* Task to carry out
From the line containing "Target: orange fabric cushion" through the last line, print the records exactly and nothing else.

Extracted data entries
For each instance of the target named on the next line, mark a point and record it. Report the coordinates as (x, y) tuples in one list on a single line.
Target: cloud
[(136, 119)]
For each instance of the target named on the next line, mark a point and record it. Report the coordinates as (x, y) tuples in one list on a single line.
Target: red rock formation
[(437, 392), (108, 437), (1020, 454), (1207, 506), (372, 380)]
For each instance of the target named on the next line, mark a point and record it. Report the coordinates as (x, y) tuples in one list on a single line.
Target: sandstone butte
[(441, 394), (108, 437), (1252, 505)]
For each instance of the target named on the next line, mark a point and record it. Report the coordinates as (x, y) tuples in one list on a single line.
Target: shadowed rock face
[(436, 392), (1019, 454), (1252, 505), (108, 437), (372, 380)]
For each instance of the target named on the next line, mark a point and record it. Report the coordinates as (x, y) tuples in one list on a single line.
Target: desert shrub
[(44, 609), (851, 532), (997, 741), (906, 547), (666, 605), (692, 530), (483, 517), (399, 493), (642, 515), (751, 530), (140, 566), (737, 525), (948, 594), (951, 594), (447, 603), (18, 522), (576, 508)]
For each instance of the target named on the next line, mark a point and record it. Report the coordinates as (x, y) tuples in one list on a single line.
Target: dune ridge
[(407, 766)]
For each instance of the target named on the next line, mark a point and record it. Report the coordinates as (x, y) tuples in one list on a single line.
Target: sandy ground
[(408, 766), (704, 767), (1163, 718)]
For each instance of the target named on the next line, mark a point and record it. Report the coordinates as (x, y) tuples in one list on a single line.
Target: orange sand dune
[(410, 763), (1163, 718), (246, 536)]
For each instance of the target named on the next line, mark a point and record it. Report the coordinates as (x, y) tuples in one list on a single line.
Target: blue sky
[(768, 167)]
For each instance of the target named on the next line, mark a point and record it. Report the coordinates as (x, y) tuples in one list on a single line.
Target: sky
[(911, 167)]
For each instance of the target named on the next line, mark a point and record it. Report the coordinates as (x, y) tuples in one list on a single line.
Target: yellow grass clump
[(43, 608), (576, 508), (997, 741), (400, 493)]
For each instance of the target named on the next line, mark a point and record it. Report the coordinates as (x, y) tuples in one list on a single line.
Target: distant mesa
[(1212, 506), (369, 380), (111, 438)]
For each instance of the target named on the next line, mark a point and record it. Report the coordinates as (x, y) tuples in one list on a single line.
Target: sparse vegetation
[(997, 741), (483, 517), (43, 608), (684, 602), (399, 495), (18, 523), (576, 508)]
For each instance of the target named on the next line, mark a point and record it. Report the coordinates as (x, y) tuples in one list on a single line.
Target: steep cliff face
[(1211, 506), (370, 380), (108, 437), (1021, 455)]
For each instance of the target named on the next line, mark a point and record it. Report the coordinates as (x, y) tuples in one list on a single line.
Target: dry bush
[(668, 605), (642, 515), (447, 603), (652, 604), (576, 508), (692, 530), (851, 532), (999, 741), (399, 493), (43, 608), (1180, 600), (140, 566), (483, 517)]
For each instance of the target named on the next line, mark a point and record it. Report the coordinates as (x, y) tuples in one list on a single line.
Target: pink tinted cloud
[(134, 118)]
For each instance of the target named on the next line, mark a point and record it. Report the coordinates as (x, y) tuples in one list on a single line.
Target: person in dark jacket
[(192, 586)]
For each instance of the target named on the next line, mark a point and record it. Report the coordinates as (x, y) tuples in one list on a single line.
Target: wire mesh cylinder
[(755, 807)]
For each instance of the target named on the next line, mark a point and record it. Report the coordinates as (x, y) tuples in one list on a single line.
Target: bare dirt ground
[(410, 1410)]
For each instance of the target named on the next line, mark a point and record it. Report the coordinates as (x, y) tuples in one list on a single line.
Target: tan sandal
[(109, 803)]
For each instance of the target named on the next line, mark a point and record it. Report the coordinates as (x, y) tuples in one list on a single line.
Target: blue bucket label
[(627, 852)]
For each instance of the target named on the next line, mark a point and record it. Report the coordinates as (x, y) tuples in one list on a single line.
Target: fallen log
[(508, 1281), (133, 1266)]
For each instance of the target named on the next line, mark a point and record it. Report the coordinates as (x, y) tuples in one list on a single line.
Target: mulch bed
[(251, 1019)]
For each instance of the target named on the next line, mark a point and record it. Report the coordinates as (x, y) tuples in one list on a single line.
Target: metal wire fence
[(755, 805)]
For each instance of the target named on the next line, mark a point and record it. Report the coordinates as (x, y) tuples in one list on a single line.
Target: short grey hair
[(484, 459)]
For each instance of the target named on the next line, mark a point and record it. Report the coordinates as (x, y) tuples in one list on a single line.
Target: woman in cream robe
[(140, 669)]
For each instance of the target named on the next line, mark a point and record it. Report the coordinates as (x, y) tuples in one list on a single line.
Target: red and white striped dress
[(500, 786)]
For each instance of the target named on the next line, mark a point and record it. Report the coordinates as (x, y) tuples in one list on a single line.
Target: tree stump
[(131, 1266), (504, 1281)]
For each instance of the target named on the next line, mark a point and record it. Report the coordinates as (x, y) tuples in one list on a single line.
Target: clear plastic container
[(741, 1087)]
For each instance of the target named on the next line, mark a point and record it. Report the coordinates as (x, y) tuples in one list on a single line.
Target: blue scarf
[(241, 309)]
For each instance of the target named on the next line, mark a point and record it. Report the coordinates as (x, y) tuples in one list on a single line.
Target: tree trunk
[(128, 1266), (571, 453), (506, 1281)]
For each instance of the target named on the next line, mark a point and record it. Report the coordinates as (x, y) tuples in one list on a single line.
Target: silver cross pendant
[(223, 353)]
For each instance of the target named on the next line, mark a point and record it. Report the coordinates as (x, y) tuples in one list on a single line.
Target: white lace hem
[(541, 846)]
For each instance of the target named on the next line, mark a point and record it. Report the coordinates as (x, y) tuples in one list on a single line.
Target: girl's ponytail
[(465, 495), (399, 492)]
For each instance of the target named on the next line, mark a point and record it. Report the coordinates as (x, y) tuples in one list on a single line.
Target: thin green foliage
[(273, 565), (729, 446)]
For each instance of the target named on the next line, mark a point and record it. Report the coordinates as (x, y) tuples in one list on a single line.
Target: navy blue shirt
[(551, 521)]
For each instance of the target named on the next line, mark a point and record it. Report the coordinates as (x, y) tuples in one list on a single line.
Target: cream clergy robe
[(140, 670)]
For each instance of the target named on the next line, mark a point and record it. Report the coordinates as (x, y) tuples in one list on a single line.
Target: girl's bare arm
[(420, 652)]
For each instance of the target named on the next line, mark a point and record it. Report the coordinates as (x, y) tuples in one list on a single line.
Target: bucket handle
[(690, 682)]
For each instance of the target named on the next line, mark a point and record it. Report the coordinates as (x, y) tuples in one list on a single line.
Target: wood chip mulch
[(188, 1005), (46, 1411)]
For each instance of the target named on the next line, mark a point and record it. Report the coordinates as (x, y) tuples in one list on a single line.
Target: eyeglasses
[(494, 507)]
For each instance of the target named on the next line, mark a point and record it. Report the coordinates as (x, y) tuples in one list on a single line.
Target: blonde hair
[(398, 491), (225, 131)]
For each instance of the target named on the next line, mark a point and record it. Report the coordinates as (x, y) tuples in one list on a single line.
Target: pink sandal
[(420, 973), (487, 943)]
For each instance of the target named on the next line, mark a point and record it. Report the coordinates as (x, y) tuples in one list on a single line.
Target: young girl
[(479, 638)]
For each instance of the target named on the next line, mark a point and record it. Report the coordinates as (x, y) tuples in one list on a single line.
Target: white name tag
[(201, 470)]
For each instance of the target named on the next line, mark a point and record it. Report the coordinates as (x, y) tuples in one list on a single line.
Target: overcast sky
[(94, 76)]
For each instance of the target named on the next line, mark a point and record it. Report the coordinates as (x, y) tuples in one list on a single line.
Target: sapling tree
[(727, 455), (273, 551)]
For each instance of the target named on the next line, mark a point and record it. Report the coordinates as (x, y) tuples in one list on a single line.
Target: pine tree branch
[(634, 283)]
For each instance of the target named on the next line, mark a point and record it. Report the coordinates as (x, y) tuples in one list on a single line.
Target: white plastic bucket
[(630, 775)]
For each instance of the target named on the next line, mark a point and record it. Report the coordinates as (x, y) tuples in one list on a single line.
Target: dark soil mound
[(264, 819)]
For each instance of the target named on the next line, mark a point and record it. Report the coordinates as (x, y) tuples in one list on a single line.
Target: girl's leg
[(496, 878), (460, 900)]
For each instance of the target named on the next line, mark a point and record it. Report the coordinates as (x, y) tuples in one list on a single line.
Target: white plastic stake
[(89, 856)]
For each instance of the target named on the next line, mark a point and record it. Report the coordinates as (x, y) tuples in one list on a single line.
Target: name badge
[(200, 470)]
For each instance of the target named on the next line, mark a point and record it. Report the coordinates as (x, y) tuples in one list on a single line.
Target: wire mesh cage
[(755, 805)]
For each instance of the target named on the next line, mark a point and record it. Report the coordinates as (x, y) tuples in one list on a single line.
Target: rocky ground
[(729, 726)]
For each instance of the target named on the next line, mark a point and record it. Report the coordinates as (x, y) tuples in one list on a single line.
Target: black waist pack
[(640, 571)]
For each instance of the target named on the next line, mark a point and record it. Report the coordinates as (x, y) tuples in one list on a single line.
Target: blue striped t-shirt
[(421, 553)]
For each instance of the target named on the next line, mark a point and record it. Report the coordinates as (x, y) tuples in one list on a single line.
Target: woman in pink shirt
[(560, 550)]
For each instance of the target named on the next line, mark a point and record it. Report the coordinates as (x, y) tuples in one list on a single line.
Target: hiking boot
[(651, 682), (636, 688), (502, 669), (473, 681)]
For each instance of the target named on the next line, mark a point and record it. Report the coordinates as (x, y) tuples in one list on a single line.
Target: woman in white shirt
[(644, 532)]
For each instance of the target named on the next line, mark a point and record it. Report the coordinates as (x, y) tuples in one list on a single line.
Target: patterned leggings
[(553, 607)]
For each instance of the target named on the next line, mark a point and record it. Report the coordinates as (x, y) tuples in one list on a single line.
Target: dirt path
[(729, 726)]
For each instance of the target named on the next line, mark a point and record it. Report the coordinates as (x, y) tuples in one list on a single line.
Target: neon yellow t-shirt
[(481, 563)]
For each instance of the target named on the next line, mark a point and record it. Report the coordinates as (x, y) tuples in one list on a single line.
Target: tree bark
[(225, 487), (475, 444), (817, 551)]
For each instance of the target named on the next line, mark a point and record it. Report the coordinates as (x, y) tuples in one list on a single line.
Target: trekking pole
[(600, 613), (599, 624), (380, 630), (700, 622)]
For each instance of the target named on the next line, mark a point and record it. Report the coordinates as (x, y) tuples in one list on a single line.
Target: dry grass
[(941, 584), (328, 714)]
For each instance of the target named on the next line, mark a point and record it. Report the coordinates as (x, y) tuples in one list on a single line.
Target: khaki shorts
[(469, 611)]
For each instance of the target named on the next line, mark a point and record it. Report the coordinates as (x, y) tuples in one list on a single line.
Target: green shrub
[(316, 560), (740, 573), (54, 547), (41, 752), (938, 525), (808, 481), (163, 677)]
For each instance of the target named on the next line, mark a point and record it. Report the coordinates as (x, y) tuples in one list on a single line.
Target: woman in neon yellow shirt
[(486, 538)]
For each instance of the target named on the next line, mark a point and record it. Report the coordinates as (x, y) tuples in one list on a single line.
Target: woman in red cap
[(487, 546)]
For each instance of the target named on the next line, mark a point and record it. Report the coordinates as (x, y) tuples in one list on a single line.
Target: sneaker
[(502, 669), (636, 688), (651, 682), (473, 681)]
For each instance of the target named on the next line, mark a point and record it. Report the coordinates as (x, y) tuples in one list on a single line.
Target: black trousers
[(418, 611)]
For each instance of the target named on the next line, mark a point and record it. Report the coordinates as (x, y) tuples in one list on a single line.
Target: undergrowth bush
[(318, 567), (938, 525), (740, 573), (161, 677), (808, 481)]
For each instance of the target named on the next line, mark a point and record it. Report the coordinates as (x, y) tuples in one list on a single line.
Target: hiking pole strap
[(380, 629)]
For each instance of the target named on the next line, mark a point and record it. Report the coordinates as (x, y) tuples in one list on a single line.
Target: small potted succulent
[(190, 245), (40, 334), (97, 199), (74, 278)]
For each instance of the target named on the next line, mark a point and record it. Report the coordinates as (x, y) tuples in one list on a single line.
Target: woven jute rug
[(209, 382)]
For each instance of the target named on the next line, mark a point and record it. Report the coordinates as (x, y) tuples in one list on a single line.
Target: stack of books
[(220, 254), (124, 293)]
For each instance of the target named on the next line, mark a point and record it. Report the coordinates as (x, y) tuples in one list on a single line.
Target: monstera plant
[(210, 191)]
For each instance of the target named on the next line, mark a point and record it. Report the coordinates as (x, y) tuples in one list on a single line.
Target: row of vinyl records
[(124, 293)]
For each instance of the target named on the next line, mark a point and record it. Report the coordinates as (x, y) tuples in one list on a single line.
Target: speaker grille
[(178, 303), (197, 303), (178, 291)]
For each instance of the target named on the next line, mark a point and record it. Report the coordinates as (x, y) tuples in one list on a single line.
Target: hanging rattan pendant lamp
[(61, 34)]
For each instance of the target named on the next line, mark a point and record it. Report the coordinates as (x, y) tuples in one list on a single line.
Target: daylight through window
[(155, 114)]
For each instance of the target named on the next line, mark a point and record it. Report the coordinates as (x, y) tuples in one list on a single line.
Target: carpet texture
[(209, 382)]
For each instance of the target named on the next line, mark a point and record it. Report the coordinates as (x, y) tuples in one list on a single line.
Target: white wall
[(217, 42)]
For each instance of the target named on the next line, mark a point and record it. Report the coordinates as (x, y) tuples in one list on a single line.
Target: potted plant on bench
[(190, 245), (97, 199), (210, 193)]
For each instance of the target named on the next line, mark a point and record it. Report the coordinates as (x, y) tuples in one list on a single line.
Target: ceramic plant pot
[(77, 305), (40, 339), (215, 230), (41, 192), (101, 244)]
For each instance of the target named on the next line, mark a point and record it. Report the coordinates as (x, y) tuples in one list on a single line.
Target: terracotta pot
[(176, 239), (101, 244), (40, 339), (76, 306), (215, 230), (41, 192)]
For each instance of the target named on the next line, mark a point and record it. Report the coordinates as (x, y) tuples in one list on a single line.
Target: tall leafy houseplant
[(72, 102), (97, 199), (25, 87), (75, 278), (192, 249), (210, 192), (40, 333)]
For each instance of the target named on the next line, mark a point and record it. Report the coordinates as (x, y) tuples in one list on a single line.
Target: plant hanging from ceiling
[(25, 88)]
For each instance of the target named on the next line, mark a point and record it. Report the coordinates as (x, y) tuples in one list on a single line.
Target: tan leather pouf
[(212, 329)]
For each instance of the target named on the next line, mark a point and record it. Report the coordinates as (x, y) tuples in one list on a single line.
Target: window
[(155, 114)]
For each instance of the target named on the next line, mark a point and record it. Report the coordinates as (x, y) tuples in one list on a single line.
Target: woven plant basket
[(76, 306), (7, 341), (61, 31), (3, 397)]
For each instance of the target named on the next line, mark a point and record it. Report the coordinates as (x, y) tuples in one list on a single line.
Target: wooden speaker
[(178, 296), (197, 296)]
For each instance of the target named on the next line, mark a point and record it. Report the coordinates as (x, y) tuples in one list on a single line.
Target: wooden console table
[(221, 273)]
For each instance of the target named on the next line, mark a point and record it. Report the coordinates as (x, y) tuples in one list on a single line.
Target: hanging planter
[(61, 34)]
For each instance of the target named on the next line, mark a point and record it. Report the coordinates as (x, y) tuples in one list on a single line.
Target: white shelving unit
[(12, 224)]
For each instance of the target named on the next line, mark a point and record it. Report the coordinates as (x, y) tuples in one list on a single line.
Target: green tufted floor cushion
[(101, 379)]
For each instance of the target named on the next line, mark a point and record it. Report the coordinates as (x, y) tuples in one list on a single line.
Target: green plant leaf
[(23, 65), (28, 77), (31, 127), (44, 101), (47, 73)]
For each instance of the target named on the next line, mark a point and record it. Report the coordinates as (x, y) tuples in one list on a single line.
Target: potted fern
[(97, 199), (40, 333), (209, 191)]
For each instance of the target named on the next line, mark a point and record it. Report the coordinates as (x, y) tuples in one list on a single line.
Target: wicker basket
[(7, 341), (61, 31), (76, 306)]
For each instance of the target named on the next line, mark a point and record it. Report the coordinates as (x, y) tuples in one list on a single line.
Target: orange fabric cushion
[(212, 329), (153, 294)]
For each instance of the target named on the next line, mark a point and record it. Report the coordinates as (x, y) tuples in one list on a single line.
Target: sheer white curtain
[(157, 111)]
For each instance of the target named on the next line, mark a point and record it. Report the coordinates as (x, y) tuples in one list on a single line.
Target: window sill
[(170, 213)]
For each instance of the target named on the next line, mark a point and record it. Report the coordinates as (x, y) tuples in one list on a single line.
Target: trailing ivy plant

* Result of the exercise
Target: orange fabric cushion
[(212, 329), (153, 294)]
For each instance of the target named on the next line, mark a point and record it. Report the coordinates as (x, y) tuples in one list on a single line.
Target: sheer white curtain
[(157, 111)]
For each instance of the target named on the next line, mark a point and record it. Report the coordinates as (x, y) tuples in one list on a single line.
Target: window sill
[(170, 213)]
For each instance of the target named on the next line, mark a point and record it. Report the coordinates as (x, y) tuples in one list on a single line.
Target: trailing ivy plant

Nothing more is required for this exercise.